Executives: Get The Password Management Fundamentals You Need

Executives: Get The Password Management Fundamentals You Need

Before You Invest Further In Password Management

To help you make better decisions about your cybersecurity investments, use the self-assessment questions in this section. Once you go through these points, we’ll review the essential password management terms.

  1. What’s Your Current State for Password Management?

Every organization has different password management problems. You need to understand those issues to find out whether a password management solution is the right fix. Ask your IT managers what other IT security issues and problems they’ve encountered in the past year. Why should password management be the number one investment?

Tip: Instead of saying yes or no to a specific request, encourage your managers to develop a business case to support their request. For example, suggest they read “Get Your SSO Software Project Funded with a Business Case” for background.

  1. What Problems Have Audit and Other Reviews Found in Your Password Management?

When your division or department has outstanding audit findings, it’s embarrassing. If those findings come from a cybersecurity review, it’s even worse. If your managers want to invest in password management, encourage them to analyze whether that move will help you to close audit findings. If you have no open audit findings or recommendations from external reviews, move on to other topics covered in the report.

For the best results, take the time to consult with external auditors, internal auditors, and any security consultants your organization has recently worked with. It’s a sad reality that audit and consultant reports are not always acted on; this is your opportunity to use those reports to improve security.

  1. What Cybersecurity Incidents Have Hit the Organization in the Past 12 Months?

When your organization suffers a major security incident, top executives take responsibility. Remember the Equifax cybersecurity incident in 2017? Not only did the company suffer a major loss of trust, but the company’s executives took a personal hit to their reputation. In fact, the Equifax CEO had to appear in front of Congress to explain the incident. That was only part of the damage, as the chief information officer and the chief security officer had to step down from their roles. The Equifax experience shows that the consequences of a cybersecurity incident extend directly to the executive level.

If you have open projects or investigations underway to address a hacking incident, ask if password management can be part of the solution. Since many users tend to fall victim to password reuse disease, improving password controls is a smart move. If you’re currently working on a cybersecurity incident response, include password management as part of your long-term fix.

Password Management 101: The Key Terms You Need to Know

With these terms, you’ll be well equipped to hold better discussions about password management.

  • Password Reuse: To save time and effort, many people use the same password over and over again on their accounts. Even though it’s widespread, this password practice exposes your organization to increased hacking risk. If an employee’s email account is hacked, then a hacker might easily find out the employer via LinkedIn and attempt to use the password to obtain access to the company’s systems.

- Data under study:
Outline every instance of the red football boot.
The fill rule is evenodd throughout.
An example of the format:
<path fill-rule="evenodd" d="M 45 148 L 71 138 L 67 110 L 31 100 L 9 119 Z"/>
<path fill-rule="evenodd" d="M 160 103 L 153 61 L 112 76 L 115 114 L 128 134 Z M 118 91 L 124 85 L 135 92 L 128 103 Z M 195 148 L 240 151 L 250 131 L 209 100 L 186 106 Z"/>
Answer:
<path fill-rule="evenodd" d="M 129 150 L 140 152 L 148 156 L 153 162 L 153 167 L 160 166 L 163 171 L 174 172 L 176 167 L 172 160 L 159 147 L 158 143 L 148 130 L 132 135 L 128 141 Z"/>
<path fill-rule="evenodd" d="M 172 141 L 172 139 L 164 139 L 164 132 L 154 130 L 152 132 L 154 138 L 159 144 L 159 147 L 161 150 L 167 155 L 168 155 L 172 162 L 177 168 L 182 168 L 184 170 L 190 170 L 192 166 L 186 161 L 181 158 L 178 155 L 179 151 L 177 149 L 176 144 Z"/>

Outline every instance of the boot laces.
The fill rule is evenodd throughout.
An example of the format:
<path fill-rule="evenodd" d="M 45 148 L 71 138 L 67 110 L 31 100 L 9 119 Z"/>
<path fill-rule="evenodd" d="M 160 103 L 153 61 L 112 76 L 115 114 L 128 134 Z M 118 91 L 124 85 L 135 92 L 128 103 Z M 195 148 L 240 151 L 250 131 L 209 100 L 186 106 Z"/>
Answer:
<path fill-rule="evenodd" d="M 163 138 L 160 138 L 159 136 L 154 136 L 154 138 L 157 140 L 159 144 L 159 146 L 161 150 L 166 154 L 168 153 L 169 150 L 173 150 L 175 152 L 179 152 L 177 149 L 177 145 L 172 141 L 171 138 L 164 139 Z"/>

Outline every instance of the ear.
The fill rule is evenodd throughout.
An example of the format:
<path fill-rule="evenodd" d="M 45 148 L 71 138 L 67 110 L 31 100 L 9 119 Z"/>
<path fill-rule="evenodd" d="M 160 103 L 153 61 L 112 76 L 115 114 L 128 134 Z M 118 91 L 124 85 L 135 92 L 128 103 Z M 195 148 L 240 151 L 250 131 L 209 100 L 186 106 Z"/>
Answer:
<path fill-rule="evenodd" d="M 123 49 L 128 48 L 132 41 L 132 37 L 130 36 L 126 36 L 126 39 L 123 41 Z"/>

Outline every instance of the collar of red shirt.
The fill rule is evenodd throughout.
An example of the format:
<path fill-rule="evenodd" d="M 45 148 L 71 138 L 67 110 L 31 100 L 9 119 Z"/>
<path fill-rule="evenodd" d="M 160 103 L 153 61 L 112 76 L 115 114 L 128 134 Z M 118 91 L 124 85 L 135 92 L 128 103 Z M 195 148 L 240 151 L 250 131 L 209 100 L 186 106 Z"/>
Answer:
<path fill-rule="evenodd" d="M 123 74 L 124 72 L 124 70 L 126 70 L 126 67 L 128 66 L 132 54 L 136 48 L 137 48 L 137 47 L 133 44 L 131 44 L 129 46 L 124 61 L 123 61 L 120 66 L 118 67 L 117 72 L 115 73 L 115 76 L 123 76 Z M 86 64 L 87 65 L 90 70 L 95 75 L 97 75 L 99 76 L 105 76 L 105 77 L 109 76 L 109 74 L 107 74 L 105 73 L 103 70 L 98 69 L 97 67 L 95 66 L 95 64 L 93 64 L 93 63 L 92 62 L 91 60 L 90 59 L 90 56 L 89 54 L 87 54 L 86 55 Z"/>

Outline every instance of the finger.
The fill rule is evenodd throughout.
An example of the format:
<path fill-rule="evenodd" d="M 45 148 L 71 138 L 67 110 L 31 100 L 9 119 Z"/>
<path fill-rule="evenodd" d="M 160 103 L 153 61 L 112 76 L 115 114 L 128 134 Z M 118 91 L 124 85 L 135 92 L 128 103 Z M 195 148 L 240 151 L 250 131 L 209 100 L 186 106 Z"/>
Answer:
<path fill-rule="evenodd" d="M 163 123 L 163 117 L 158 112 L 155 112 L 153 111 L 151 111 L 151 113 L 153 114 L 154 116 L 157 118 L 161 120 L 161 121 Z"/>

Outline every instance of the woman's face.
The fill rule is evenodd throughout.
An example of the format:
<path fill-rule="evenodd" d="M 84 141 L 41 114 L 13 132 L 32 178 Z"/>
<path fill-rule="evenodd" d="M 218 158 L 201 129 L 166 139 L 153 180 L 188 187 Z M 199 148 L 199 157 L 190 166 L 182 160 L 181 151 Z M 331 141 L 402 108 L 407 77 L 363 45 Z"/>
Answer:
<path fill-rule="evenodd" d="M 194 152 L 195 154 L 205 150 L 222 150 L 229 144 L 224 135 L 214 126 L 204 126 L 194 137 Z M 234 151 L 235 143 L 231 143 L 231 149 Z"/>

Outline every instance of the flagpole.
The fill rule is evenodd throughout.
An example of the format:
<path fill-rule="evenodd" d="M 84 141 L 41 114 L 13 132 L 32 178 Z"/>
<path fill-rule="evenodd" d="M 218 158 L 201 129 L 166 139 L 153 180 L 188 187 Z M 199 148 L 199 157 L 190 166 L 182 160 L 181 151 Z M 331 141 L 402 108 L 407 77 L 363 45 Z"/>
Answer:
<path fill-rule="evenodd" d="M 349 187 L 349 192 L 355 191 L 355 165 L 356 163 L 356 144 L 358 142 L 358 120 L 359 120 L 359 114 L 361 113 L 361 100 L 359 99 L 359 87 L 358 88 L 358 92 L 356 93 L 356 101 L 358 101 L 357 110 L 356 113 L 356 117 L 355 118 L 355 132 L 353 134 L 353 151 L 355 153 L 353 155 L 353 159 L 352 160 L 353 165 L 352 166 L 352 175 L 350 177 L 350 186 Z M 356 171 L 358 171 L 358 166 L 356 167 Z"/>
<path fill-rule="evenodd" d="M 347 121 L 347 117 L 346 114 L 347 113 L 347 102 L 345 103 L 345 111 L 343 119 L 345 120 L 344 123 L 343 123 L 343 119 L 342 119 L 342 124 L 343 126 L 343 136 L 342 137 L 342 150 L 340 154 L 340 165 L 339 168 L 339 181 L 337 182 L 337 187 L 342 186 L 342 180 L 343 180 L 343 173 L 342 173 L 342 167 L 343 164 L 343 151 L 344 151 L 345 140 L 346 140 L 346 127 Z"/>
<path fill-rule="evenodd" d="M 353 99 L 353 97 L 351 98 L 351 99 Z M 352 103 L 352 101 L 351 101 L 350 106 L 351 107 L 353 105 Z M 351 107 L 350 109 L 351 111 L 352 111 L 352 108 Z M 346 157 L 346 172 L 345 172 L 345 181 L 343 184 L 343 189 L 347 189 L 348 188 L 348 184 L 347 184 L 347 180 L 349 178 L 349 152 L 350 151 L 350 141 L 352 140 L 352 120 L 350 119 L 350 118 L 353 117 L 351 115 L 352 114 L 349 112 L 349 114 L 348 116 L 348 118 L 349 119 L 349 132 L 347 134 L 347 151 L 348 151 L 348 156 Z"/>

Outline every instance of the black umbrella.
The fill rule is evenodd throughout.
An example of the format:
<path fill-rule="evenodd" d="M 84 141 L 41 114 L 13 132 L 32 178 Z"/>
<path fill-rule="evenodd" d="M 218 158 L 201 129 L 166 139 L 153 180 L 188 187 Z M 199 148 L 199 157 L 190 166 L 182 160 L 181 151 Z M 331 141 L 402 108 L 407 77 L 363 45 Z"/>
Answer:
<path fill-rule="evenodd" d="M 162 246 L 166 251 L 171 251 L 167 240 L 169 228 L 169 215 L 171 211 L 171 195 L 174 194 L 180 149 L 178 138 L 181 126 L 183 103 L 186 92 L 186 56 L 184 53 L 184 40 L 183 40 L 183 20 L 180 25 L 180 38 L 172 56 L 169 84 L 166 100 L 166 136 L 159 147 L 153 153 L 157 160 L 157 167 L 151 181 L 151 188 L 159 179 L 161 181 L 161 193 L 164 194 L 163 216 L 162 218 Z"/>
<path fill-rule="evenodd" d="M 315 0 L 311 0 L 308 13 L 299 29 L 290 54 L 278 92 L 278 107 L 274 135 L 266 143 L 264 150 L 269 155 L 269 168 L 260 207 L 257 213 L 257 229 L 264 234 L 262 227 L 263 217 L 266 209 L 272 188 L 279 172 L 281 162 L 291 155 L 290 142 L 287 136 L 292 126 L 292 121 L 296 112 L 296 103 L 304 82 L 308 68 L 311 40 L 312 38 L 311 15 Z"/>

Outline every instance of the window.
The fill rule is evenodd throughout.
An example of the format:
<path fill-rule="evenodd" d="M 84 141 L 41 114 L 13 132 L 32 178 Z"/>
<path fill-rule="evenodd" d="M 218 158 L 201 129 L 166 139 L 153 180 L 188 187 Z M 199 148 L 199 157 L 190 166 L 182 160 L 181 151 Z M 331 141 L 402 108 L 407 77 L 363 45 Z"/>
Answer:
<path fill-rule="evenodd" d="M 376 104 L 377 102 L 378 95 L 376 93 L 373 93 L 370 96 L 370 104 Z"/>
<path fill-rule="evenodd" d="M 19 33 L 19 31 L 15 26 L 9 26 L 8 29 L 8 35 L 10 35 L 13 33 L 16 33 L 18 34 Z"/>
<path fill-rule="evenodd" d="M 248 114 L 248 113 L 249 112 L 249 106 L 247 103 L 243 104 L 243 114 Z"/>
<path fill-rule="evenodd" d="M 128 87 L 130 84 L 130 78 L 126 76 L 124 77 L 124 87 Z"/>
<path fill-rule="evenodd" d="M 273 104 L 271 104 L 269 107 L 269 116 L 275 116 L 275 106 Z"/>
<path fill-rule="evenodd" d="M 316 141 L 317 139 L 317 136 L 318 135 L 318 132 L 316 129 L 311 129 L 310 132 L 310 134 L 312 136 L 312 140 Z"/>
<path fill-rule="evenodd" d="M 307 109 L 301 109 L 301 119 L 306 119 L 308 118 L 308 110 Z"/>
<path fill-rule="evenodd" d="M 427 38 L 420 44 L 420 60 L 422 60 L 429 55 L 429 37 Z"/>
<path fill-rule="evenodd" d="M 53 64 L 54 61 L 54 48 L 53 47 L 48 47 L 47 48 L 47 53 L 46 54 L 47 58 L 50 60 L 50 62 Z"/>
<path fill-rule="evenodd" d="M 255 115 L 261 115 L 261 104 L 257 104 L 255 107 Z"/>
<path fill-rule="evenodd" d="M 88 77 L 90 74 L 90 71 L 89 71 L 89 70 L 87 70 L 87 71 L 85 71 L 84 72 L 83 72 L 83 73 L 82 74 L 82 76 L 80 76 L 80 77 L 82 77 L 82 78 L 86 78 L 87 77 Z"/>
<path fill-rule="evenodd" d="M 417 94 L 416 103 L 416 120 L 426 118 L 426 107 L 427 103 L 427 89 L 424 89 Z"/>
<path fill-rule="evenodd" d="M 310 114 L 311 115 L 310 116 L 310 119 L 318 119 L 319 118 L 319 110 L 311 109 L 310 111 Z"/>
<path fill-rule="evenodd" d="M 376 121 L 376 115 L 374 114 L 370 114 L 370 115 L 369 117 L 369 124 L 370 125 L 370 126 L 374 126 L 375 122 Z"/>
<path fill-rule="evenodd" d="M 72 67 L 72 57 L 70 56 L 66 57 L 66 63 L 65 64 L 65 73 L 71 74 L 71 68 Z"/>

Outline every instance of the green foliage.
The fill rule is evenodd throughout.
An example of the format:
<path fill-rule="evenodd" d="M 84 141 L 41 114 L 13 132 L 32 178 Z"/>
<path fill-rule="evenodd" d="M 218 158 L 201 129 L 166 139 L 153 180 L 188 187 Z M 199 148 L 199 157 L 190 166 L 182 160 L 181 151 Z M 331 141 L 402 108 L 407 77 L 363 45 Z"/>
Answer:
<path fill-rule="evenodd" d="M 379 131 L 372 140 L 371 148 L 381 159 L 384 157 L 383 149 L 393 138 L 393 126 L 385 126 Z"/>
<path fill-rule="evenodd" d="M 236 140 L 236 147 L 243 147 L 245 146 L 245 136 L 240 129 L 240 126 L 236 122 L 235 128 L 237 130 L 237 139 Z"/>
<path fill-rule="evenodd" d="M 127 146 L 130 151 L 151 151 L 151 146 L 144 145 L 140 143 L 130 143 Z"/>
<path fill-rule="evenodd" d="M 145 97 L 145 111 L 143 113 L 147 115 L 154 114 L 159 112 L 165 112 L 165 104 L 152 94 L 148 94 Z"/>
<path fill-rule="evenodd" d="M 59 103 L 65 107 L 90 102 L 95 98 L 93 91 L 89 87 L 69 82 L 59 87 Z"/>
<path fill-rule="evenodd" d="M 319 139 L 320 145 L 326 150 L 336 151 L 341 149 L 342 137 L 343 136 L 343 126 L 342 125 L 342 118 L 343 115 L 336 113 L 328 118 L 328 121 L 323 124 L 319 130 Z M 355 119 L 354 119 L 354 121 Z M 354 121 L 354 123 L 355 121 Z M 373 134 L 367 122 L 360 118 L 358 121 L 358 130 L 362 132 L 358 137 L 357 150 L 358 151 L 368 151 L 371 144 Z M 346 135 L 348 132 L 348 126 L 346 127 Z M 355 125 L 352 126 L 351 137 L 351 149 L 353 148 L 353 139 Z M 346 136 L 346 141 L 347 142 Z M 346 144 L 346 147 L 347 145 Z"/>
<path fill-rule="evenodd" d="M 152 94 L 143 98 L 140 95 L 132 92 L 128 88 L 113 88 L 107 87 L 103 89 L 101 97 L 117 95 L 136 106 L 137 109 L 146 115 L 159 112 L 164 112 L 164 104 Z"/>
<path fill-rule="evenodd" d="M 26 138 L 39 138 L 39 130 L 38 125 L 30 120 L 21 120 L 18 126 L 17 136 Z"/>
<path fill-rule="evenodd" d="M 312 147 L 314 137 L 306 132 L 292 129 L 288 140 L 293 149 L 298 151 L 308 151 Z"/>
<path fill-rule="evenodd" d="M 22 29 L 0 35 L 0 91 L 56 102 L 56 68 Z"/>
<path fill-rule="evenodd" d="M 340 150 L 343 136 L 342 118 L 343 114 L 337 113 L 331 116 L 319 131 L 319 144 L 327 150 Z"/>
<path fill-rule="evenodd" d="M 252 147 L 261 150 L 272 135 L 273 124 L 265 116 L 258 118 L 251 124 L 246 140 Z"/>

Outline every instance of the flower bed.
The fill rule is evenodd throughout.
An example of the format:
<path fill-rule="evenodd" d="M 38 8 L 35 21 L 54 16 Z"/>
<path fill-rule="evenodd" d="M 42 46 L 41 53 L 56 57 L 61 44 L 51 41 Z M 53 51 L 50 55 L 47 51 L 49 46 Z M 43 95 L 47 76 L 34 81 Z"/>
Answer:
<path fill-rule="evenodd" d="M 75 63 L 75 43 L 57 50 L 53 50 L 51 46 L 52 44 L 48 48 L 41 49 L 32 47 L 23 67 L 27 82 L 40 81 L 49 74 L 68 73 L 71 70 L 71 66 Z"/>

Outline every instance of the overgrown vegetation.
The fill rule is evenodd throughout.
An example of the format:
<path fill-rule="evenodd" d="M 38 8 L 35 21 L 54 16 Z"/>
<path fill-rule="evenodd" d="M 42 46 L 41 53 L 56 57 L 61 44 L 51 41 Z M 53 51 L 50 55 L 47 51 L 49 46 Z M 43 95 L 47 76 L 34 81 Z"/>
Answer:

- Required action 1: Rewrite the password management guide from "Password Management 101: The" to "about password management.", inclusive, using "conversations" in place of "discussions".
- Required action 2: Write the next part of the password management guide for executives, picking up after its final sentence.

- Result 1:
Password Management 101: The Key Terms You Need to Know

With these terms, you’ll be well equipped to hold better conversations about password management.

- Result 2:
  • Multi-Factor Authentication (MFA): This is the practice of using more than one authentication method to identify a user. For example, instead of using a single password, MFA would require a user to type in a password and enter a PIN code on his or her smartphone. MFA is one of the best ways to improve security and reduce password risks. MFA is a widely used practice in industry. Find out “Which Companies Use Multi-Factor Authentication with Their Customers?
  • Password Management: This is the IT management practice of managing passwords, enforcing password policies, and reducing password-related security risk. Effective password management requires a password management solution and supporting management oversight.
  • Biometric Authentication: This practice uses a biological fact (e.g., a fingerprint, eye scan, or something else) to authenticate a user. This method is widely used in the military, the government, and in some companies. For additional background, read our article: How Biometric Authentication Works.
  • Password Complexity: This set of rules governs passwords at your organization. For example, some organizations require a certain length (e.g., 10 characters) and a certain variety of characters (i.e., a combination of letters and numbers). While helpful, strong password complexity rules don’t guarantee security incidents won’t happen.
  • Single Sign-On (SSO): How many different passwords do you use in your daily work? The answer might be 10, 20, or even more. Keeping so many different passwords in your memory is tough! To help users with this challenge, implement a single sign-on solution. With SSO, your end users only have one password to manage instead of dozens. It’s one of the best ways to increase password convenience without sacrificing security. Avatier’s Single Sign-On solution also helps you manage your software licenses so you can cut down on unnecessary expenses.

Enhancing Cybersecurity Beyond Password Management

After you hold a few discussions with your IT managers, you might find out that password management is not your greatest vulnerability. That doesn’t mean you’re safe. In fact, you probably have other IT security risk exposures. If you operate in a highly regulated industry such as banking, your employees might need support to earn compliance certifications. Alternatively, your employees may not understand their password responsibilities. In that case, we recommend offering employee password management training.